• Task requirements: Reproduce the listing in full. Omit the pictures.

• Records:
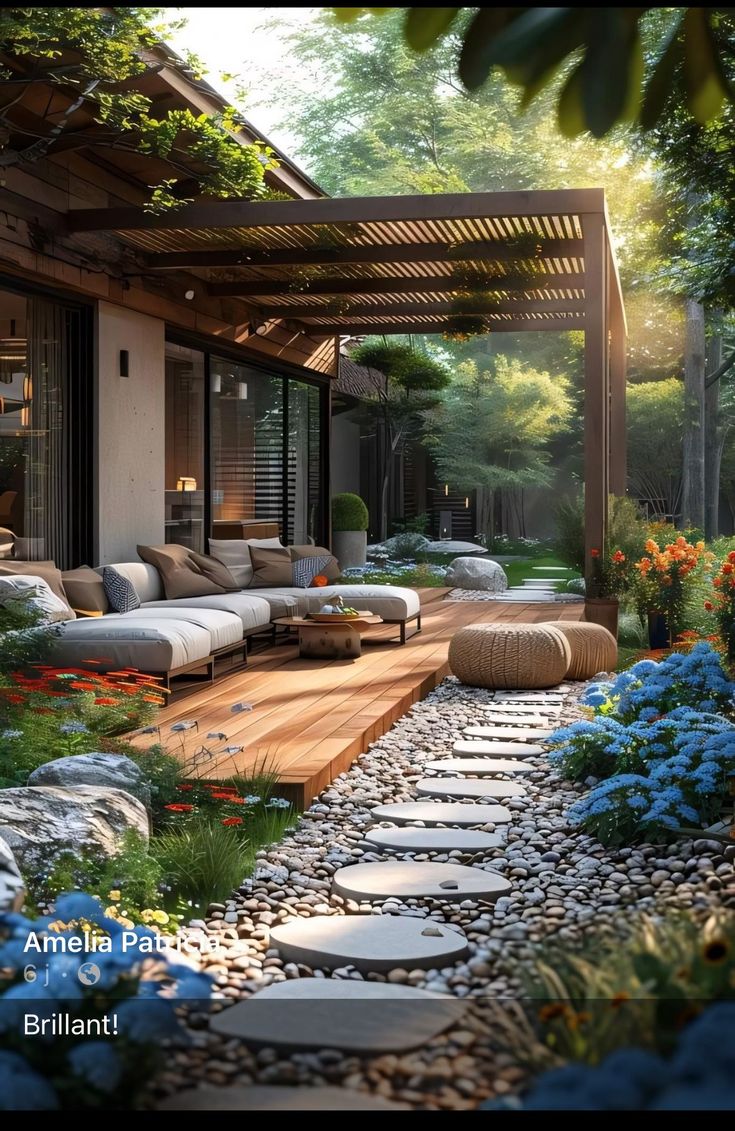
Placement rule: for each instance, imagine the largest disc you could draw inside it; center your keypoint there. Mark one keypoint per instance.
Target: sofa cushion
(119, 590)
(46, 570)
(146, 579)
(34, 593)
(271, 566)
(180, 575)
(331, 570)
(105, 644)
(224, 628)
(85, 590)
(253, 611)
(305, 569)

• Solution to this problem:
Placement rule: for each instance, imagine the largest disc you could draw inside it; center your keypoint there. Mark one keypoint per instance.
Target: sofa cushion
(119, 590)
(46, 570)
(146, 579)
(34, 593)
(271, 566)
(180, 575)
(331, 570)
(105, 644)
(224, 628)
(85, 590)
(253, 611)
(305, 569)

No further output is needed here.